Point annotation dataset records
** start **

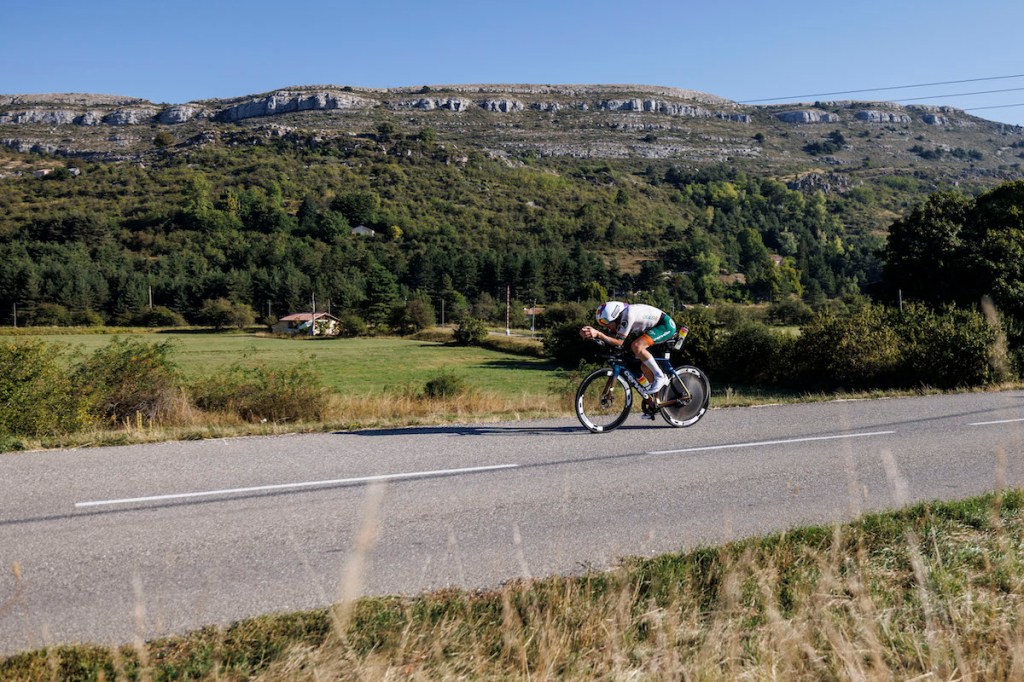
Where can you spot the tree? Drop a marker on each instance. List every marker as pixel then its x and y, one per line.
pixel 925 251
pixel 994 232
pixel 221 312
pixel 382 294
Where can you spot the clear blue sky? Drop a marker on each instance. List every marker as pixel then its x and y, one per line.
pixel 741 49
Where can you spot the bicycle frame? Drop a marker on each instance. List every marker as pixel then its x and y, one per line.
pixel 620 367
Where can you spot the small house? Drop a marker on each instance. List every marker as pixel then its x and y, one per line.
pixel 300 323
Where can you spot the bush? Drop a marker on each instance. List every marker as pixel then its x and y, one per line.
pixel 562 342
pixel 49 314
pixel 791 311
pixel 36 391
pixel 860 350
pixel 127 380
pixel 221 313
pixel 86 318
pixel 444 385
pixel 700 341
pixel 470 332
pixel 257 393
pixel 417 314
pixel 351 325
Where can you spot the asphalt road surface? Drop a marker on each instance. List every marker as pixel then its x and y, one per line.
pixel 108 544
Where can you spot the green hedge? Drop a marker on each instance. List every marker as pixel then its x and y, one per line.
pixel 869 347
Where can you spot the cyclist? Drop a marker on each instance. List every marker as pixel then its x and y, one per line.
pixel 623 320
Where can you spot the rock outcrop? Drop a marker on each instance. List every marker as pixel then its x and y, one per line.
pixel 655 107
pixel 181 114
pixel 130 117
pixel 873 116
pixel 431 103
pixel 808 116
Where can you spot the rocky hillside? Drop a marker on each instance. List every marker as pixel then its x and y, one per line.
pixel 517 122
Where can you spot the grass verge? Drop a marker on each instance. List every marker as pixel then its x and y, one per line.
pixel 931 592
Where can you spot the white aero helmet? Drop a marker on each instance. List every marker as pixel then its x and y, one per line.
pixel 608 312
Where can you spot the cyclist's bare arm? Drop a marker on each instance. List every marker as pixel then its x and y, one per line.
pixel 598 335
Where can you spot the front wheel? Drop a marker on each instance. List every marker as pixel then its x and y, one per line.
pixel 603 400
pixel 688 411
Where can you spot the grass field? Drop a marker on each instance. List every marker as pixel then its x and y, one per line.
pixel 349 367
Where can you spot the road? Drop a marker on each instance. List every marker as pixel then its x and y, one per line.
pixel 107 544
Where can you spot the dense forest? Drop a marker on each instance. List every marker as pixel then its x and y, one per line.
pixel 269 225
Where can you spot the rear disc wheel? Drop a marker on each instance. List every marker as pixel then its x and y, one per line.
pixel 689 412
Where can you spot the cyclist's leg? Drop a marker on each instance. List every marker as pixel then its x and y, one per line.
pixel 640 351
pixel 664 331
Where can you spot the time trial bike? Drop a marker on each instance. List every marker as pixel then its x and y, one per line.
pixel 605 396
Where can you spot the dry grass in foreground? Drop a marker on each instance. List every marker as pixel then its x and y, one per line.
pixel 932 592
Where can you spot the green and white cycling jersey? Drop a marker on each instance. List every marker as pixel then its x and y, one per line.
pixel 640 318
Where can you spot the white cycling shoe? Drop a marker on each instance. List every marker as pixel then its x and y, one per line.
pixel 659 383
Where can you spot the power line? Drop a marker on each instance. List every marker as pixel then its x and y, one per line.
pixel 961 94
pixel 893 87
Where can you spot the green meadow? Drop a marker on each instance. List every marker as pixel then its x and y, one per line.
pixel 348 367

** end **

* _Set problem_:
Update the lines of material starting at the line containing "Where can you spot the bush?" and ending at the line containing "pixel 351 325", writing them out again with "bush" changed to "shrub" and everything else left unchanged.

* _Final result_:
Where can you spot the shrub? Drop a marker on each instance. List every marker as pixel then its x and y, one per line.
pixel 562 342
pixel 49 314
pixel 791 311
pixel 36 391
pixel 860 350
pixel 127 380
pixel 221 313
pixel 86 318
pixel 444 385
pixel 700 341
pixel 470 332
pixel 257 393
pixel 417 314
pixel 351 325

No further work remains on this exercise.